### Complete the following
1) Answer these from the profile of Patrick Wall:
(a) Which political party did Wall belong to?
(b) At which school was he educated?
(c) In 1945, in which unit was he second-in-command?
2) According to the profile of Patrick Wall, what makes his time as an MP span 33 years?
>> BEGIN Passage to read
Member of Parliament for Beverley (Haltemprice 1954–1983)
- In office 11 February 1954 – 18 May 1987
- Preceded by: Richard Law
- Succeeded by: James Cran

Personal details
- Born: 14 October 1916
- Died: 15 May 1998 (aged 81) Chichester, West Sussex, England
- Party: Conservative
- Spouse: Sheila Putnam ​ ​(m. 1953; died 1983)​

Military service
- Allegiance: United Kingdom
- Branch/service: Royal Marines
- Years of service: 1935–1957
- Rank: Major
- Commands: 47 Commando
- Battles/wars: Second World War
- Awards: Knight Bachelor Military Cross Volunteer Reserve Decoration Legion of Merit (United States)

= Patrick Wall =

Sir Patrick Henry Bligh Wall, (14 October 1916 – 15 May 1998) was a British commando in the Royal Marines during the Second World War and later a Conservative Party politician. He was the Member of Parliament (MP) for Haltemprice in the East Riding of Yorkshire and subsequently for Beverley, over a period spanning 33 years. He was a leading figure in the Conservative Monday Club, and a parliamentary consultant to the Western Goals Institute. In the last decade of his life, he was President of the British UFO Research Association (BUFORA).

==Education and military career==
The son of Henry Benedict Wall, Patrick Wall was educated at Downside School. He was commissioned into the Royal Marines in 1935 and qualified as a naval gunnery instructor. During the Second World War, he served onboard Iron Duke, Valiant, and Malaya, followed by a spell at HMS Turtle, the landing craft base. In 1945, he was patrol officer and second-in-command 48 Commando RM in the British Army on the Rhine, where he was wounded. Wall's exploits in action drew the highest commendation: "An outstanding character whose industry and devotion to duty are beyond praise. He is a very devout man, and draws real inspiration from his Roman Catholic religion. In battle and behind the line, he is an example of energy and the aggressive spirit. His aim appears to be to do as much as possible", stated his report.
>> END Passage to read
>> BEGIN Provided data
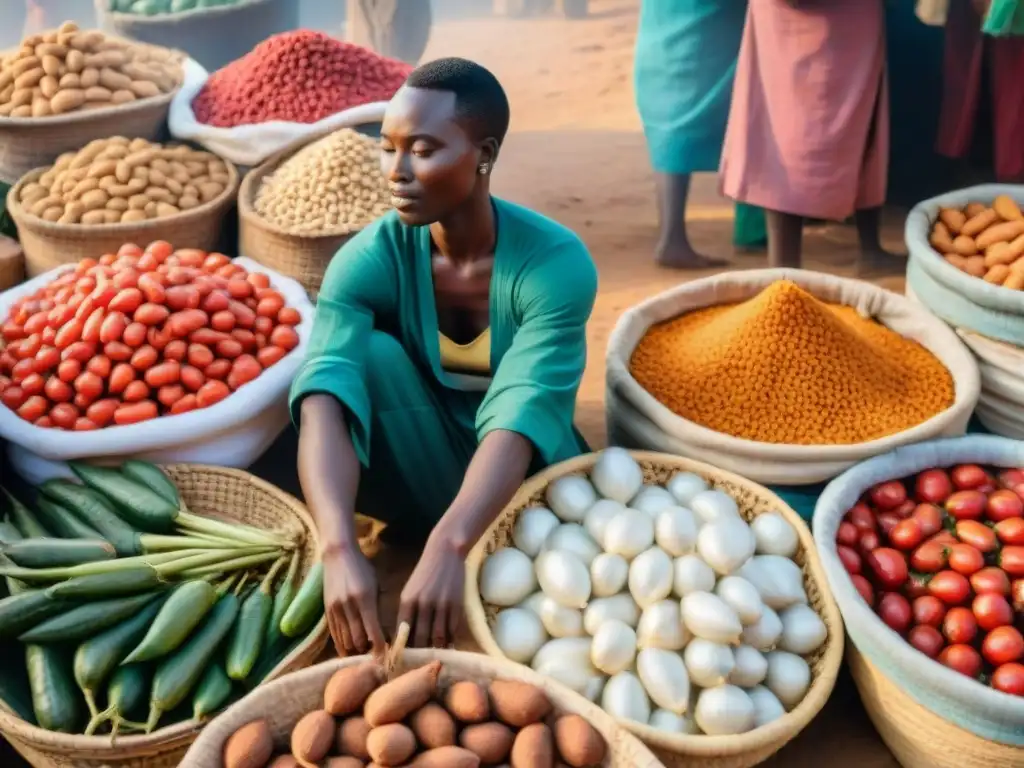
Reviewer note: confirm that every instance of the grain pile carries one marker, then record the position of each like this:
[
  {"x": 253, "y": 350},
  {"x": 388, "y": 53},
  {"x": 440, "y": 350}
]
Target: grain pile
[{"x": 785, "y": 368}]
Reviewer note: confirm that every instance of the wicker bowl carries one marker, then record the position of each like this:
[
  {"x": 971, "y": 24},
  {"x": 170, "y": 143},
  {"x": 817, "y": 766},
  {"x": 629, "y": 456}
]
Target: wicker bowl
[
  {"x": 284, "y": 701},
  {"x": 48, "y": 244},
  {"x": 227, "y": 494},
  {"x": 678, "y": 751}
]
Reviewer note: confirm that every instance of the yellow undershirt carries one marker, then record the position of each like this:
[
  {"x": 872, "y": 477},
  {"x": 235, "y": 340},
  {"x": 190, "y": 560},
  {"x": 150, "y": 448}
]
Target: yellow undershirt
[{"x": 472, "y": 358}]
>> END Provided data
### Response list
1)
(a) The Conservative Party.
(b) Downside School.
(c) 48 Commando RM, in the British Army on the Rhine.

2) He was in office from 11 February 1954 to 18 May 1987. He first represented Haltemprice, from 1954 to 1983, and then Beverley.